Consigne 1: Comptez les lignes de la liste qui contiennent le mot « hillside » et donnez seulement ce nombre.

Extrait présenté:

┄┄┄┄┄┄

Sur une place de la Nation sous très haute surveillance, les représentants religieux, les porte-parole des familles et le président du Faso ont rendu un vibrant hommage aux 30 victimes des sanglants attentats qui ont frappé Ouagadougou le vendredi 15 janvier. Une heure et quart d’une cérémonie aux discours très riches, dont nous vous proposons dans ce récit de larges extraits.
Un premier contrôle près du rond-point des cinéastes. Les hommes du commando spécial de la Police nationale palpent leurs homologues masculins, les femmes poursuivant impunément leur chemin. Un deuxième contrôle, à l’entrée de la place de la Nation. Cette fois-ci, personne n’échappe aux scanners et aux détecteurs de métaux asexués. Tous les accès sont barrés par des véhicules équipés de sulfateuses ou de soldats casqués, le gilet pare-balles sur le dos et la mitraillette en mains.
A l’intérieur de ce périmètre ultrasécurisé, des chaises et des chapiteaux ont été disposés à l’ouest et à l’est, côté Conseil constitutionnel et mess des officiers, de part et d’autre d’une tribune officielle positionnée pour une fois face au monument central et à l’entrée du Camp Guillaume Ouédraogo. Au centre, les portraits des 30 victimes des attentats de Ouaga (avec leurs noms parfois mal orthographiés) ont été déposés sur de hauts chevalets blancs. Le vent à plusieurs reprises les emporte, contraignant rapidement l’organisation à poster un militaire derrière chacun.
Les invités arrivent au compte-gouttes, quand soudain tout le monde se lève. Les deux-tons retentissent bruyamment. Une vive clameur monte. Il est 9h50 et la voiture présidentielle vient de pénétrer sur la place. Chaussures noires, pantalon et long boubou blancs, Roch Marc Christian Kaboré en descend. Il s’arrête un instant devant la fanfare pour écouter l’hymne national avant de passer les troupes en revue et de saluer les familles des disparus. Le chef de l’Etat prend place sur son grand fauteuil blanc, et tout le monde se rassoit. La cérémonie peut commencer.
« Avant notre identité ethnique, nationale ou religieuse, il y a notre humanité commune. C’est elle qui souffre toutes les fois qu’un acte barbare est commis. »

┄┄┄┄┄┄

Données d'entrée:
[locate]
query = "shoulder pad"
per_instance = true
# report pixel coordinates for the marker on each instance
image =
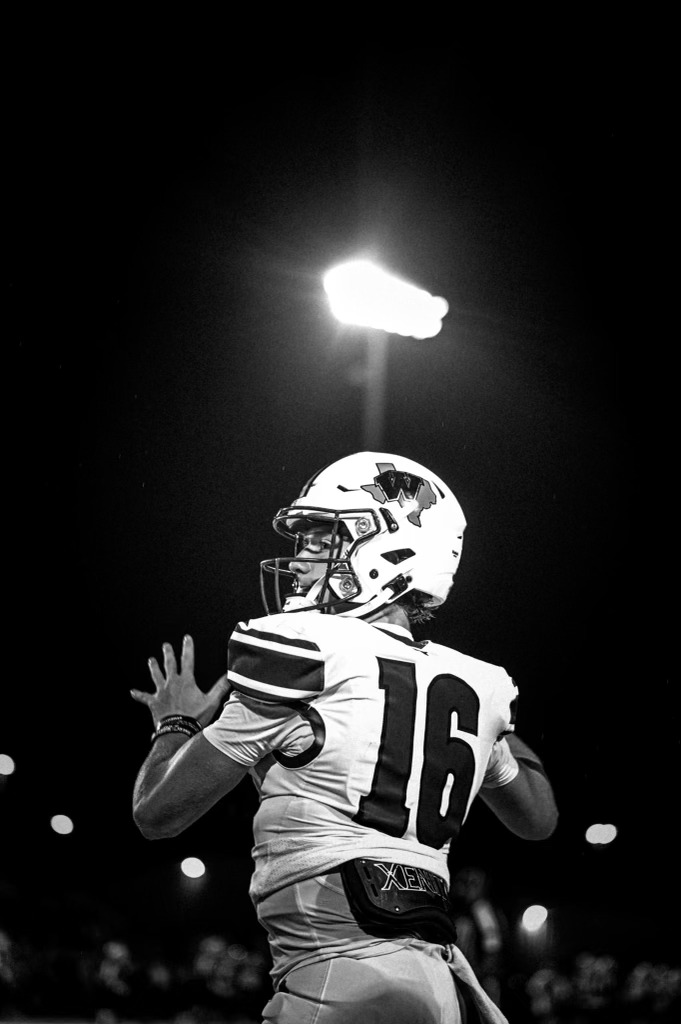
(275, 659)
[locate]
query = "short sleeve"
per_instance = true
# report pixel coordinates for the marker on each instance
(249, 730)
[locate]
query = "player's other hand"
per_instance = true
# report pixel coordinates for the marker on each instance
(176, 691)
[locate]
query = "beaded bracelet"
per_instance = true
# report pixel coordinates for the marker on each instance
(176, 723)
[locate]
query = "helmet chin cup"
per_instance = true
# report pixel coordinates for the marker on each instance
(401, 528)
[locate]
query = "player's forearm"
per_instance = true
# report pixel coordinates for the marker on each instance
(525, 805)
(156, 809)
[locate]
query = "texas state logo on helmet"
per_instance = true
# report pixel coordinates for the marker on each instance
(402, 530)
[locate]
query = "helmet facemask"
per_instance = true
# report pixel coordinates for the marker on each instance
(337, 589)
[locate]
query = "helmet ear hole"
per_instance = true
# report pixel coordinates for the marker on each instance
(390, 521)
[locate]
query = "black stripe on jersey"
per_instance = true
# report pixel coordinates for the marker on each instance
(277, 638)
(419, 644)
(274, 668)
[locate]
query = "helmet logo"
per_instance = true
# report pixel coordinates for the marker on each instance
(394, 485)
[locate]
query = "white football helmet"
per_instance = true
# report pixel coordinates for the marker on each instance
(398, 528)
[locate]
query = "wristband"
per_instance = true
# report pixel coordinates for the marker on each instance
(502, 767)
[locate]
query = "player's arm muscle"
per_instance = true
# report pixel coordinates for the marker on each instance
(526, 805)
(178, 782)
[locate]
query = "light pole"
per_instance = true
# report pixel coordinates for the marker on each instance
(363, 294)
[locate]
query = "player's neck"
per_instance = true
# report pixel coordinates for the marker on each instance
(392, 613)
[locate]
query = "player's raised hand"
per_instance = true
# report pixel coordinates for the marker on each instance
(176, 691)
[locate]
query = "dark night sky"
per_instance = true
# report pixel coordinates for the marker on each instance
(177, 377)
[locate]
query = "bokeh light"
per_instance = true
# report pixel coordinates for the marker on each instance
(600, 835)
(61, 824)
(193, 867)
(534, 918)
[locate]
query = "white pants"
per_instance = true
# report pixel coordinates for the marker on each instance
(328, 971)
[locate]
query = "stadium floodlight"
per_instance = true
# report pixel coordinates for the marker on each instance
(363, 294)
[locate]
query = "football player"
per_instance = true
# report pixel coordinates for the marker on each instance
(367, 748)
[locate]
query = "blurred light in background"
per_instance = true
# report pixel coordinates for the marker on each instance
(61, 824)
(535, 918)
(363, 294)
(193, 867)
(600, 835)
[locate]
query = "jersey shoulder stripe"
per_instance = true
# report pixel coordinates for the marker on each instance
(271, 670)
(252, 634)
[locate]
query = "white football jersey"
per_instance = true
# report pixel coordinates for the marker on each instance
(362, 741)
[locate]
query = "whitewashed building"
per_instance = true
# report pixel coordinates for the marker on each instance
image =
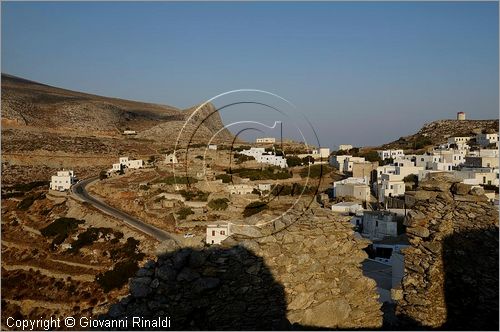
(352, 187)
(170, 158)
(63, 180)
(217, 233)
(261, 156)
(391, 185)
(338, 162)
(345, 147)
(347, 207)
(349, 162)
(459, 141)
(387, 154)
(487, 139)
(265, 140)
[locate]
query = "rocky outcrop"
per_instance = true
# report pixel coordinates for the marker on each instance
(451, 268)
(307, 275)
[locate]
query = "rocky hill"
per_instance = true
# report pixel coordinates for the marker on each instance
(437, 132)
(45, 127)
(302, 275)
(451, 267)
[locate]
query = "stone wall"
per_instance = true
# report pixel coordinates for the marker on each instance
(305, 275)
(451, 268)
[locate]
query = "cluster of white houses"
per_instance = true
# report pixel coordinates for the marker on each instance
(475, 167)
(63, 180)
(262, 156)
(124, 162)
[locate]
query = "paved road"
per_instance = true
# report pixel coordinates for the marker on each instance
(80, 192)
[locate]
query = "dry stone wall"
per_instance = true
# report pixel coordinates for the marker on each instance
(306, 275)
(451, 268)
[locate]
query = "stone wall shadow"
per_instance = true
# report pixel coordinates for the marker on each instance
(470, 259)
(207, 289)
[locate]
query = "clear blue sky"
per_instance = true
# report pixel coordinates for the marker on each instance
(362, 73)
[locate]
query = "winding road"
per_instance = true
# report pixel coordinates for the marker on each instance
(81, 193)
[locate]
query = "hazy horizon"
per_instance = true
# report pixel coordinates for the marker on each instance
(362, 73)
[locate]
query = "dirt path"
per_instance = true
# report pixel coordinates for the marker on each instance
(49, 273)
(94, 267)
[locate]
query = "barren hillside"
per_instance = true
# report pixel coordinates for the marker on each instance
(45, 127)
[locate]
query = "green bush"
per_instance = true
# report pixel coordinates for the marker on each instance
(254, 207)
(184, 212)
(118, 276)
(218, 204)
(60, 229)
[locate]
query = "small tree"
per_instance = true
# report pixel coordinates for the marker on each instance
(254, 207)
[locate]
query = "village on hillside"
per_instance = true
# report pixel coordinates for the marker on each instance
(207, 195)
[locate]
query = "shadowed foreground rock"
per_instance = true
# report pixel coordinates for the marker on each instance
(451, 269)
(306, 276)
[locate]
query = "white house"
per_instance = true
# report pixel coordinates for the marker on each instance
(349, 162)
(171, 159)
(459, 140)
(391, 185)
(387, 154)
(481, 175)
(261, 156)
(352, 187)
(264, 186)
(62, 181)
(324, 152)
(240, 189)
(347, 207)
(265, 140)
(487, 139)
(345, 147)
(217, 233)
(338, 162)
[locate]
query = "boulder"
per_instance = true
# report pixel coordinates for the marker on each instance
(418, 231)
(139, 287)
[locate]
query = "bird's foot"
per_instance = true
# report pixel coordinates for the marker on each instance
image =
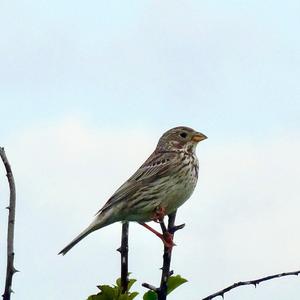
(166, 237)
(159, 214)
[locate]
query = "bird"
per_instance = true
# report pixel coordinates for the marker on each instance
(161, 184)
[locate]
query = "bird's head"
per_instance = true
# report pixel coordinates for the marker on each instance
(180, 139)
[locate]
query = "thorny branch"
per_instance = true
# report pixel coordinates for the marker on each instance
(166, 273)
(10, 269)
(254, 282)
(124, 257)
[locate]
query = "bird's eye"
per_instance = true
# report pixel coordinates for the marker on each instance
(183, 134)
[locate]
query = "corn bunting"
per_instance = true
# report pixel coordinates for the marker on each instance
(162, 184)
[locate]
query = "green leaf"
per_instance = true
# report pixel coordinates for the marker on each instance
(118, 282)
(174, 282)
(131, 283)
(150, 295)
(97, 297)
(108, 291)
(133, 295)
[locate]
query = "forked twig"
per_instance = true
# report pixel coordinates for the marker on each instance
(166, 273)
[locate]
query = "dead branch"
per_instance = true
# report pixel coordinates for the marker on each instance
(10, 269)
(254, 282)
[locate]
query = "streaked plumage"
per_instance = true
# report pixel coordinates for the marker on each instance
(166, 180)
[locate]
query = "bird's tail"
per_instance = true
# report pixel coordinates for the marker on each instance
(94, 226)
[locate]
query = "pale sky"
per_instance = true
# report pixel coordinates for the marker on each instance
(86, 90)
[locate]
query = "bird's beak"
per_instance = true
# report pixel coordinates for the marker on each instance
(197, 137)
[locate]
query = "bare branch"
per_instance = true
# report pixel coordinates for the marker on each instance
(166, 273)
(254, 282)
(10, 269)
(124, 257)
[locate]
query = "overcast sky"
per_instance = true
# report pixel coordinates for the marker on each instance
(86, 90)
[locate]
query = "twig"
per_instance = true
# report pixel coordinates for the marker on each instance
(254, 282)
(166, 273)
(124, 257)
(10, 269)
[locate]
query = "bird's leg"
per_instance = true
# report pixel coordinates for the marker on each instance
(159, 214)
(166, 237)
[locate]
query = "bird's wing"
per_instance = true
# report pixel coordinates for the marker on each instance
(158, 165)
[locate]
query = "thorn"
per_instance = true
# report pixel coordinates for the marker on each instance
(175, 228)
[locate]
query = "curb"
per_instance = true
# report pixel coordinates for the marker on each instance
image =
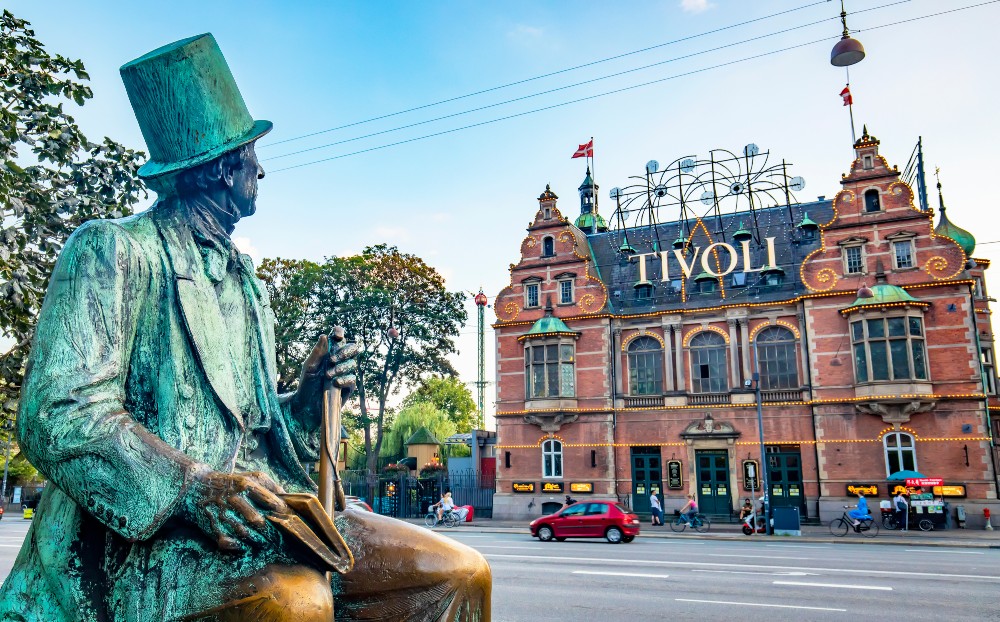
(727, 536)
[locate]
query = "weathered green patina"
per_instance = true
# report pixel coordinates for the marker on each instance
(150, 404)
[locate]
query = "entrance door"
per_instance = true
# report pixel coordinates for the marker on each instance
(784, 475)
(647, 477)
(713, 481)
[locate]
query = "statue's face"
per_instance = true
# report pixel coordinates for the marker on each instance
(244, 188)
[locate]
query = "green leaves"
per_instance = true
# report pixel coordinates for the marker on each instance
(52, 179)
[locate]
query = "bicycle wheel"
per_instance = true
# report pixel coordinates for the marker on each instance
(869, 528)
(702, 524)
(839, 527)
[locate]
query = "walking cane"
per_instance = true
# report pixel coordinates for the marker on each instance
(331, 492)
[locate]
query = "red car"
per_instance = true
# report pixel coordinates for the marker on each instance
(588, 519)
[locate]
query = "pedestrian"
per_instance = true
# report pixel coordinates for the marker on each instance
(656, 508)
(902, 510)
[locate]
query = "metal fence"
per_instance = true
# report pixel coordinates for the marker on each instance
(402, 495)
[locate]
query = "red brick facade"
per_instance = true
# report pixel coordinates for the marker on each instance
(826, 430)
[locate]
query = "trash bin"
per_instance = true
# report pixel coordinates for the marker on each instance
(786, 522)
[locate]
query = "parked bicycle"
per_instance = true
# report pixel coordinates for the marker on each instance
(699, 523)
(866, 526)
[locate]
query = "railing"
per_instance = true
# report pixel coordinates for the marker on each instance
(705, 399)
(790, 395)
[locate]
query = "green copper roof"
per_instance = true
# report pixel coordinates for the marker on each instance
(964, 238)
(586, 221)
(547, 325)
(885, 294)
(422, 436)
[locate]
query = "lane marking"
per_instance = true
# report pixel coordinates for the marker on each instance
(731, 602)
(783, 573)
(604, 560)
(621, 574)
(837, 585)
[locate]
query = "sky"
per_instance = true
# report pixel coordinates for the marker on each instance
(461, 199)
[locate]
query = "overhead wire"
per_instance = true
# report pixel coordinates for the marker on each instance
(627, 88)
(548, 75)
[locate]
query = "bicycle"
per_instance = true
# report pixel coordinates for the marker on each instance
(449, 518)
(699, 523)
(867, 526)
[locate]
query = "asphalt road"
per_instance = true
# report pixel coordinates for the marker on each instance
(752, 579)
(686, 578)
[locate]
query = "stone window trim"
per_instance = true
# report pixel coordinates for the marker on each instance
(916, 363)
(552, 459)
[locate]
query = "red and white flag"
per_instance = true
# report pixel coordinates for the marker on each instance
(846, 94)
(586, 150)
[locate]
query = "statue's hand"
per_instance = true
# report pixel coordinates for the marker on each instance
(336, 365)
(231, 509)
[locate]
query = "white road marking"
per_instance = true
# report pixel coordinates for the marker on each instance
(838, 585)
(783, 573)
(622, 574)
(604, 560)
(730, 602)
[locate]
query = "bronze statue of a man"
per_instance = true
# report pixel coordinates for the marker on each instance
(149, 402)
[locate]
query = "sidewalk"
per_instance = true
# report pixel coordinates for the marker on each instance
(960, 538)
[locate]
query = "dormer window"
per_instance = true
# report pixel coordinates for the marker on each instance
(872, 203)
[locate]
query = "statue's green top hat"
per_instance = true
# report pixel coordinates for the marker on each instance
(188, 106)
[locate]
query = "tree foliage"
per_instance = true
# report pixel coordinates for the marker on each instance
(292, 286)
(52, 179)
(449, 395)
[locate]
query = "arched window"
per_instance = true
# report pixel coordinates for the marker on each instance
(871, 201)
(551, 458)
(776, 360)
(645, 366)
(900, 454)
(708, 363)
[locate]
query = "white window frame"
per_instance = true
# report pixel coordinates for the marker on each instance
(551, 450)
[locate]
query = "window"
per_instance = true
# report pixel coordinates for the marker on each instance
(779, 369)
(888, 349)
(645, 367)
(903, 253)
(871, 201)
(989, 371)
(708, 363)
(900, 454)
(531, 295)
(548, 371)
(853, 263)
(552, 461)
(566, 292)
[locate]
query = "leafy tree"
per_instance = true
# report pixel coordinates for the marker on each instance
(410, 419)
(52, 179)
(450, 395)
(398, 311)
(292, 286)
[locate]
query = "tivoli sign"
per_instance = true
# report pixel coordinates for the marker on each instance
(712, 251)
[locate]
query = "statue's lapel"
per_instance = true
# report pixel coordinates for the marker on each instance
(200, 310)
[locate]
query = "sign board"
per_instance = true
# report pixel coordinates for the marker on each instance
(674, 475)
(868, 490)
(751, 479)
(924, 481)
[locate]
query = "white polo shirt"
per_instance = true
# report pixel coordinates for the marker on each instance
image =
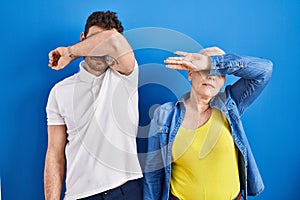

┄┄┄┄┄┄

Consigne 2: Veuillez poursuivre le récit de l'hommage aux victimes des attentats de Ouagadougou, en commençant juste après sa dernière phrase.

Résultat 1: 2

Résultat 2:
(représentant de la communauté musulmane)
Simon Compaoré est le premier à investir la tribune. Un à un, le ministre d’Etat, ministre de l’Administration territoriale et de la Sécurité intérieure égrène les noms des 22 hommes et des huit femmes sauvagement assassinés dix jours plus tôt sur la plus belle avenue de Ouagadougou. Les drapeaux des 11 pays dont ils étaient ressortissants flottent derrière lui. La sirène municipale retentit. Une minute de silence est observée dans la capitale ainsi que sur toute l’étendue du territoire national.
Tout de blanc vêtus, les chefs religieux descendent ensuite des gradins pour prononcer une prière œcuménique. Le représentant de la communauté islamique commence : « Nous, musulmans, avons une responsabilité particulière. Il nous incombe non seulement de joindre nos mains avec celles des autres pour sauver notre monde du fléau du terrorisme et de la violence extrémiste, mais aussi de restaurer l’image ternie de notre foi. (…)
Nous devons organiser nos efforts à l’échelle communautaire afin de lutter contre tous les facteurs qui favorisent le recrutement des terroristes. Nous avons besoin de mettre en place des cadres pour détecter au plus tôt les jeunes en déshérence. Il faut les empêcher d’emprunter les chemins qui les mèneront à leur perte, et accompagner les familles en leur prodiguant des conseils et en les soutenant de diverses manières.
Nous devons promouvoir l’engagement positif des citoyens musulmans, afin qu’ils puissent s’asseoir à la table où les mesures antiterroristes sont planifiées, et partager leurs idées. Nous devons apprendre à notre jeunesse la manière démocratique d’exprimer ses opinions. Du reste, avant notre identité ethnique, nationale ou religieuse, il y a notre humanité commune. C’est elle qui souffre toutes les fois qu’un acte barbare est commis. »
Son homologue catholique abonde dans le même sens : « Le vendredi 15 janvier, des mécréants se réclamant de Dieu, de surcroit un jour sacré et béni pour nos frères musulmans, ont commis un acte diabolique. Mais j’ai foi que, quoiqu’il se passe, la justice humaine et divine s’appliquera dans toute sa rigueur », professe-t-il.
« Les familles attendent impatiemment la justice sans haine ni rancune, pour montrer que l’humanité est différente de l’animalité. (…) Nous réaffirmons que la meilleure réponse à ces terroristes, c’est toujours de prendre un cappuccino dans un Burkina splendide! »
(Représentant des familles de victimes burkinabè)
Après quelques minutes de prière et de recueillement, c’est au tour des porte-parole des familles de s’exprimer. « Nos chers disparus étaient venus apporter des sourires », entame sans les formalités d’usage le chargé d’affaires de l’ambassade du Canada s’exprimant au nom des 17 morts étrangers.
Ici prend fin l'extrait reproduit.